• **About this exercise**
Only the number is wanted: tally the lines below that contain the word "smoke".

[Region pointing data]
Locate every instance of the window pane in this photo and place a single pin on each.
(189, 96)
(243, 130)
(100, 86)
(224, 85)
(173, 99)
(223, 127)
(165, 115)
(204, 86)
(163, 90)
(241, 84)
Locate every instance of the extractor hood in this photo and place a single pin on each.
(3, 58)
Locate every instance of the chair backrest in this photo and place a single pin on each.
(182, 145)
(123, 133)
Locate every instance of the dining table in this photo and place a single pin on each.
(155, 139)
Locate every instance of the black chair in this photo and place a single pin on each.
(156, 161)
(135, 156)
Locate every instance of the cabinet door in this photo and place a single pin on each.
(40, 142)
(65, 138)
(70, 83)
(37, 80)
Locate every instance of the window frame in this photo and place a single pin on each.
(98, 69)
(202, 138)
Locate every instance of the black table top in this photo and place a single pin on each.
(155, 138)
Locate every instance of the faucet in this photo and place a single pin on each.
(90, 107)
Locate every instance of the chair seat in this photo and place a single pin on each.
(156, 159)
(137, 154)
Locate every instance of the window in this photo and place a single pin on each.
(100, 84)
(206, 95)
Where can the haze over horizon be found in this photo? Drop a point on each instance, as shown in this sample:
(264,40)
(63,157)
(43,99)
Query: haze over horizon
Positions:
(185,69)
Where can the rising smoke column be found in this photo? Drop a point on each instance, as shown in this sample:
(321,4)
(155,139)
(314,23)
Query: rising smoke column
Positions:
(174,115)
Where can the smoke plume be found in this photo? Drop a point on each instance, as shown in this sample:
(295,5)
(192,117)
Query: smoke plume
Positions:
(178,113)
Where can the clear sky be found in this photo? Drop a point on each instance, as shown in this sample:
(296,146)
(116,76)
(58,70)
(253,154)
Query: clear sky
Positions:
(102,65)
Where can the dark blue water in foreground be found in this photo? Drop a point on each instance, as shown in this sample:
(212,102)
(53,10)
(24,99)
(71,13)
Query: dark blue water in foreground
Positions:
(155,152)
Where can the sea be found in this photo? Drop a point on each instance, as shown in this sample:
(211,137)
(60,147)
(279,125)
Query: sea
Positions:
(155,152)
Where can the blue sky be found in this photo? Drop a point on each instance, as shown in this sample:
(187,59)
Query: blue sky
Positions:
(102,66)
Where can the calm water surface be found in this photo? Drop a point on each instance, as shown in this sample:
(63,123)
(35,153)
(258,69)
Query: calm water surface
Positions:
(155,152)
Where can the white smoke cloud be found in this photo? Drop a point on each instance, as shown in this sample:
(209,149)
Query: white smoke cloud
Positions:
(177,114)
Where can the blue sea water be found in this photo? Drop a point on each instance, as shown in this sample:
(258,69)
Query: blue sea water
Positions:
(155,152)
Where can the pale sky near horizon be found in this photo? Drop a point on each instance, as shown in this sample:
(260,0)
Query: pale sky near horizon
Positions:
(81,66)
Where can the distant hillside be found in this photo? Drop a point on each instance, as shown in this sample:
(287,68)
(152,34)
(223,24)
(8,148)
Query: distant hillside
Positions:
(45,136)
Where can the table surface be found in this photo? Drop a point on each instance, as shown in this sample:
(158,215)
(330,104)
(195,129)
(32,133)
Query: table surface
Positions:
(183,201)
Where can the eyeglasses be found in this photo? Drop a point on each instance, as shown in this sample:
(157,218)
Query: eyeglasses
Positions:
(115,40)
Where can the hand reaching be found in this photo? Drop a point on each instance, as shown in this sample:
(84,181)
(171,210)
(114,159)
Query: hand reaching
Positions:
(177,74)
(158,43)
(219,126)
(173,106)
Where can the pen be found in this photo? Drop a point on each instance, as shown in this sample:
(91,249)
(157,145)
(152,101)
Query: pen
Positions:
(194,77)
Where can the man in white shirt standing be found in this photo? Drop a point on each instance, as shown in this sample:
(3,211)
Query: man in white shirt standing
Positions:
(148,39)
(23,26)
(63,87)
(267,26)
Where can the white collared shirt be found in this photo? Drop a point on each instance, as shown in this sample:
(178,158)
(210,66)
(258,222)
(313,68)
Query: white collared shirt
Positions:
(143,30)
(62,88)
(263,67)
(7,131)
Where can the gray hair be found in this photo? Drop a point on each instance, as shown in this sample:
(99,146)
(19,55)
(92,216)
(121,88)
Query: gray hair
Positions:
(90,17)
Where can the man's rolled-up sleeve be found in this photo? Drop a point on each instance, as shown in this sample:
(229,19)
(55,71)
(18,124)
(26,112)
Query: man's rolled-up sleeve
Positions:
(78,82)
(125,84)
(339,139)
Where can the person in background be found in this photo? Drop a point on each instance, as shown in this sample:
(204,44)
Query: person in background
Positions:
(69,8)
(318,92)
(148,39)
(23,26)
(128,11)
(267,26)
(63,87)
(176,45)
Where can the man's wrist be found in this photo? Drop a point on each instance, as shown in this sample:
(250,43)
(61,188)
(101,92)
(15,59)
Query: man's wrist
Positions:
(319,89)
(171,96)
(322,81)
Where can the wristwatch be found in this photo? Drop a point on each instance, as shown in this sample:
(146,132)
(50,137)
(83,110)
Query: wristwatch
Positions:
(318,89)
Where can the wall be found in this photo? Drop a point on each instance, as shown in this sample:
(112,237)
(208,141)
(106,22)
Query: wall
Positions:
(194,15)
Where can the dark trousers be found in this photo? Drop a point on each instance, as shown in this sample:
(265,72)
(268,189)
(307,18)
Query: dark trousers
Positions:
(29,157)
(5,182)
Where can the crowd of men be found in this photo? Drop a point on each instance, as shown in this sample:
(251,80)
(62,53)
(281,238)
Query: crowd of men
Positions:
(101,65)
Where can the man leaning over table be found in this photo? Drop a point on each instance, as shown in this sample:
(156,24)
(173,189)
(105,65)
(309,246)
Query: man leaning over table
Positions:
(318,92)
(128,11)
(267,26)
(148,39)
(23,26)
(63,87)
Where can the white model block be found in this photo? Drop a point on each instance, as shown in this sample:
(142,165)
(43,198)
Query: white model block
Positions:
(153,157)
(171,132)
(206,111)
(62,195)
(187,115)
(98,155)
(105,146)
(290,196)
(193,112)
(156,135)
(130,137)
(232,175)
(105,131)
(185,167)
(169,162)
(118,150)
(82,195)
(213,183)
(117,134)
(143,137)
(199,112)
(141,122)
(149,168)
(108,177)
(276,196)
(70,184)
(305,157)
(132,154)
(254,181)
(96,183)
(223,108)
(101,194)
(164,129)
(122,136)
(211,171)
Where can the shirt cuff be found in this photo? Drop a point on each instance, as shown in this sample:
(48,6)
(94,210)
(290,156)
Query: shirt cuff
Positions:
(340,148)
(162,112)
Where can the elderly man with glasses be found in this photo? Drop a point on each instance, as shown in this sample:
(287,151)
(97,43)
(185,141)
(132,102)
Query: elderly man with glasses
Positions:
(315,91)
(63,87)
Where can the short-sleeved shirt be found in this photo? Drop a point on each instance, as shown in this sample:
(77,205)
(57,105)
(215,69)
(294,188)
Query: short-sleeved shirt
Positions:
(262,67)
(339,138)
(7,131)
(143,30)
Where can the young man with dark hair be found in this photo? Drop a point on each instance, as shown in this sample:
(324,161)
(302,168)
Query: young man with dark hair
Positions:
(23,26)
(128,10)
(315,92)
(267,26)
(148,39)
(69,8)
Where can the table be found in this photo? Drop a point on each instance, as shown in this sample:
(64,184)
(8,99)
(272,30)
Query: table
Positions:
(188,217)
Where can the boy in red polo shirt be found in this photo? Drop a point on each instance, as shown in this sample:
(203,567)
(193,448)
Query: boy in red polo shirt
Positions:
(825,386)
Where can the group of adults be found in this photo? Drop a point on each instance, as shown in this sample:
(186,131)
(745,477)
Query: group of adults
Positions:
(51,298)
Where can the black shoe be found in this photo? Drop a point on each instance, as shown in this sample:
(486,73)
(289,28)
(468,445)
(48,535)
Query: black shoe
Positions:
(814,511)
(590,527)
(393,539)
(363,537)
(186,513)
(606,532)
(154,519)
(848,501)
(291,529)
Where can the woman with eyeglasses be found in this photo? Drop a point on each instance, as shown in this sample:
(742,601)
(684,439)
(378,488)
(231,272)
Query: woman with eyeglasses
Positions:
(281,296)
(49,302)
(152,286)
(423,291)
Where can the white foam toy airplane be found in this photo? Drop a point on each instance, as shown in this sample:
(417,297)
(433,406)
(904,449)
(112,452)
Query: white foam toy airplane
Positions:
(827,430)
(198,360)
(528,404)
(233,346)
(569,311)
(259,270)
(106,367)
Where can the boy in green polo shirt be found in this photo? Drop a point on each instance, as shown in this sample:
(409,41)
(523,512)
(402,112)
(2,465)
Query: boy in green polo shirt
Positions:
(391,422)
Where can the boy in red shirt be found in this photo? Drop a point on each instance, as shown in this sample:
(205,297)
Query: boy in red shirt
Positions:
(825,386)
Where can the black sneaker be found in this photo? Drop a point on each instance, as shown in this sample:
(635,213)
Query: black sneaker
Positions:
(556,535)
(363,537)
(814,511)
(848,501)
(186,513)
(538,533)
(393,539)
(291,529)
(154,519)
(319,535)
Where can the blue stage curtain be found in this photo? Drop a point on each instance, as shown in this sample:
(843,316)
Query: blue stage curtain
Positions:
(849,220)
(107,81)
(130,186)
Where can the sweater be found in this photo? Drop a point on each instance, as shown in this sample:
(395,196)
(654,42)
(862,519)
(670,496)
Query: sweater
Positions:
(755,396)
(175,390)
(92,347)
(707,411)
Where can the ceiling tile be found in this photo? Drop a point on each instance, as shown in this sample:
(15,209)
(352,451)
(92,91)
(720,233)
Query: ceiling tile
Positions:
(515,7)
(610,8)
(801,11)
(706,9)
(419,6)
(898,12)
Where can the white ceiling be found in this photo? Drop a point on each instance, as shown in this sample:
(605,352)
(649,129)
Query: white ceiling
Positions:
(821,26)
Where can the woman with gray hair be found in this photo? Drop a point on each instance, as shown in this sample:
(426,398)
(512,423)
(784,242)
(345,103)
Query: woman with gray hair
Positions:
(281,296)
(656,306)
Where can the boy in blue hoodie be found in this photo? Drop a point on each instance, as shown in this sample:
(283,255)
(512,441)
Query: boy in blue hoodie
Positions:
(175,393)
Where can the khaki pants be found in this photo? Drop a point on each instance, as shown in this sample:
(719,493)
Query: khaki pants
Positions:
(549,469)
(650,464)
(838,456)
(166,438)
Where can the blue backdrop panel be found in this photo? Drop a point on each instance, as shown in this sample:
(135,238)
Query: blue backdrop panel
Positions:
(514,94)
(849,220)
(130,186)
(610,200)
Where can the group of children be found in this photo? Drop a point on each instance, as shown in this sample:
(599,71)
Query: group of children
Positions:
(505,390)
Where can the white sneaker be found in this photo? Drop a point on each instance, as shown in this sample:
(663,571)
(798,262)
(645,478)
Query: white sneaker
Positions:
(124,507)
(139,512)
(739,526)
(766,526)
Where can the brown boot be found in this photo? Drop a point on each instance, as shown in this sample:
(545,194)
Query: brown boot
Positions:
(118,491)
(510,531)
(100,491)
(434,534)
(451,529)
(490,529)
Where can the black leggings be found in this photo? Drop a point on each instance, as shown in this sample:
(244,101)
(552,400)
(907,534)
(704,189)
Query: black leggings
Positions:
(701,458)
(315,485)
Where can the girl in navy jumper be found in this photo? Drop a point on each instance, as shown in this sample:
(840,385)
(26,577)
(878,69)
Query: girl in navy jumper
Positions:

• **Response to this task**
6